### Working data:
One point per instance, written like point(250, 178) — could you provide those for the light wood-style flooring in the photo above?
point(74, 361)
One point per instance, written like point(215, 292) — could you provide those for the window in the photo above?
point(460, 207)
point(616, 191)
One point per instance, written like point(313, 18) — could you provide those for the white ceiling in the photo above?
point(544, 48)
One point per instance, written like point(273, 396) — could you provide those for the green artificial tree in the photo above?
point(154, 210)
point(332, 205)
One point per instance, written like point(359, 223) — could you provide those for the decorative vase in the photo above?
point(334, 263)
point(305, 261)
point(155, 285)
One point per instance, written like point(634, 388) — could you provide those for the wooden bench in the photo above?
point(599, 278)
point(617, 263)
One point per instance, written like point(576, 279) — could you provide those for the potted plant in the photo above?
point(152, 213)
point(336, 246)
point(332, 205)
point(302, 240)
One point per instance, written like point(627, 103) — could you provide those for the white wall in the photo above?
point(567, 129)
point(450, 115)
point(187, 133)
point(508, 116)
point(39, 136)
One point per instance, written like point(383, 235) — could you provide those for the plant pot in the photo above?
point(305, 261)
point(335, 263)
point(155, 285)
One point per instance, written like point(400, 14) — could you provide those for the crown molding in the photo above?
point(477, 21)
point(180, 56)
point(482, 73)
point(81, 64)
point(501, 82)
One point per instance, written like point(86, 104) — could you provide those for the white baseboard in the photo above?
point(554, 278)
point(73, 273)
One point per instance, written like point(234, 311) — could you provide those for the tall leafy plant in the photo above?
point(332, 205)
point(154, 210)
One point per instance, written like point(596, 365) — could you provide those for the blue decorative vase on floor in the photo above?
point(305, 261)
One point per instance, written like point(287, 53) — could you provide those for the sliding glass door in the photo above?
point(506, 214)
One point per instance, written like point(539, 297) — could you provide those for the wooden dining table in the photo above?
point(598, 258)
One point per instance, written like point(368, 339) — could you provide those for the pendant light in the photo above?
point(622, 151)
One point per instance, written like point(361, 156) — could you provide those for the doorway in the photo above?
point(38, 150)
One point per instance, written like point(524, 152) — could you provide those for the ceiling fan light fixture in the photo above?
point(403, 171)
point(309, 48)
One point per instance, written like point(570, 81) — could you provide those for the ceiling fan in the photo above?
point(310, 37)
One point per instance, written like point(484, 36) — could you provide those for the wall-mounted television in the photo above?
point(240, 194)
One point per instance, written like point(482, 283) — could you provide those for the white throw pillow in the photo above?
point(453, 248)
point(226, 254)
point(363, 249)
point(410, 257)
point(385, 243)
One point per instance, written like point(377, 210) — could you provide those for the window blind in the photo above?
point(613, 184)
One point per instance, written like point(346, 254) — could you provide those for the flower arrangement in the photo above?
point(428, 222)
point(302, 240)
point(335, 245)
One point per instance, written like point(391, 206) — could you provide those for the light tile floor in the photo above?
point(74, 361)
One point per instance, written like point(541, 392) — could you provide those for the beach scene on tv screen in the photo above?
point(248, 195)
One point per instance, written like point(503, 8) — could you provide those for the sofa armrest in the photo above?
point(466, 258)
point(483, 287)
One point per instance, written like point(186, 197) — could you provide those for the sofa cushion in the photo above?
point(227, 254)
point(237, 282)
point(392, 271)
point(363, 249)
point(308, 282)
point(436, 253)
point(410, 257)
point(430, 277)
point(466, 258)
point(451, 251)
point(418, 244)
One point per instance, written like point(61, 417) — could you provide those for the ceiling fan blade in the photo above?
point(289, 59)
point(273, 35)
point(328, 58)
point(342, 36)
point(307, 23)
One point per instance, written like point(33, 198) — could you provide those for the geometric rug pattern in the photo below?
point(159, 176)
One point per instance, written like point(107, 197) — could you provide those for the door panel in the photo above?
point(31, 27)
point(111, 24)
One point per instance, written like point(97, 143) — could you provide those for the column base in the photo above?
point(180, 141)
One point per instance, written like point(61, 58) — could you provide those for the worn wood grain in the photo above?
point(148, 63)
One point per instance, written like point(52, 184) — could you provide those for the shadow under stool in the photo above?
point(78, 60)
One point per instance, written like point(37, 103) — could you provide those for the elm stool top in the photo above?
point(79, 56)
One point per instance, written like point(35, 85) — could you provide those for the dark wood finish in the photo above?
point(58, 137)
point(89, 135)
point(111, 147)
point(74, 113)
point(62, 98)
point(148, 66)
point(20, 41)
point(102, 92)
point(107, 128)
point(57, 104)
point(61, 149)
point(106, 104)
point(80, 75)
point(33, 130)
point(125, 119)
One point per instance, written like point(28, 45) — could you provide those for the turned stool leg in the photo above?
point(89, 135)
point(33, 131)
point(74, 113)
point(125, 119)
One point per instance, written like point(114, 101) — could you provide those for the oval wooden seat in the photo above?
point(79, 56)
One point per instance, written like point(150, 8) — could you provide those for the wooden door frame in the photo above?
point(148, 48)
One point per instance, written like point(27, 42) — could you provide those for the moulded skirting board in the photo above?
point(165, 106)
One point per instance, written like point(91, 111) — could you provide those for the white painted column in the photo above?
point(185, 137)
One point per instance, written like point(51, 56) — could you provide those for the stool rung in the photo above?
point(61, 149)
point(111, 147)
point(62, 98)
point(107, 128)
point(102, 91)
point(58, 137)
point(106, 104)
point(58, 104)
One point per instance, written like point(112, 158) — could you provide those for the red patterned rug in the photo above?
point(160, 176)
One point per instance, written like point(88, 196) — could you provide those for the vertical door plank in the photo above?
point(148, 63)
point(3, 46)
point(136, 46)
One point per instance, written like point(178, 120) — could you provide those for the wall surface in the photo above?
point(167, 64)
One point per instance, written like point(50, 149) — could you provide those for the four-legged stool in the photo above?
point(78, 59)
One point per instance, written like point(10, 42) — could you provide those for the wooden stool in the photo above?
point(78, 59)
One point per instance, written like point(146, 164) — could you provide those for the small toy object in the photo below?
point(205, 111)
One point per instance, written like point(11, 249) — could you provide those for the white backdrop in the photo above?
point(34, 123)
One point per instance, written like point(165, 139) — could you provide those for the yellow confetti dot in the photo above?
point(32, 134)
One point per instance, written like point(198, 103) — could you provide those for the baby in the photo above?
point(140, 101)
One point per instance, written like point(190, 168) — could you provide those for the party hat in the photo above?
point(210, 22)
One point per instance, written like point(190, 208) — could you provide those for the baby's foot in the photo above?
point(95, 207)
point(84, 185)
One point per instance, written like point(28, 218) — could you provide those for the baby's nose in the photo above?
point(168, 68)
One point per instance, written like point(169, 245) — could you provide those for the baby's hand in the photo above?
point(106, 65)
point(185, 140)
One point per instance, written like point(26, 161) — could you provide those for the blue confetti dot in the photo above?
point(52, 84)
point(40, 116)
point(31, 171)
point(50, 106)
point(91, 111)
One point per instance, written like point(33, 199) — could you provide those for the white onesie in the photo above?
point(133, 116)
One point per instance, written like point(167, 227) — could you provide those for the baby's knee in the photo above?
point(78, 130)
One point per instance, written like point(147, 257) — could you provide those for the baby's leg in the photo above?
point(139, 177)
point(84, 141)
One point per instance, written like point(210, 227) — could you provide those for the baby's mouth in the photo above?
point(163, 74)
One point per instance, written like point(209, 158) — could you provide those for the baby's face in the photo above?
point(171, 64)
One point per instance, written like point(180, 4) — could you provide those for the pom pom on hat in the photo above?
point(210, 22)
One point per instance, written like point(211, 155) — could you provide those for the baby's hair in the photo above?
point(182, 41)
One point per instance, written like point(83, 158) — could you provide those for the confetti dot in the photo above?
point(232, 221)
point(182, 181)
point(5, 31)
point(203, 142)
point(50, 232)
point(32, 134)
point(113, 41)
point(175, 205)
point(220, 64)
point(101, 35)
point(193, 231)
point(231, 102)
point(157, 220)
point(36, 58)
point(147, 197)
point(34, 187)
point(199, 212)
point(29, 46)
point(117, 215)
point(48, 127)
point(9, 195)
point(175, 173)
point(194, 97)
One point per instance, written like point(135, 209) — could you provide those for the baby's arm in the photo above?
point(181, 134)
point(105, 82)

### Given request:
Retype the listing exactly, covering everything from the line that contains "One point per instance, written like point(190, 208)" down to the line that contains "point(78, 130)", with both of those lines included.

### Written response:
One point per instance, written like point(190, 208) — could you provide those for the baby's foot in the photo above?
point(95, 207)
point(84, 185)
One point per instance, written like point(28, 218) — could you provide those for the baby's nose in the photo above?
point(168, 68)
One point per instance, written like point(169, 245) — could you provide those for the baby's hand in the photo above?
point(106, 65)
point(185, 140)
One point per instance, written like point(26, 161) — could you provide those for the blue confetti dot in the photo above?
point(52, 84)
point(40, 116)
point(31, 171)
point(50, 106)
point(91, 111)
One point per instance, written like point(33, 199) — could you provide those for the white onesie in the photo above?
point(133, 116)
One point per instance, written like point(167, 227) — could you provide those for the baby's knee in the photo above?
point(78, 130)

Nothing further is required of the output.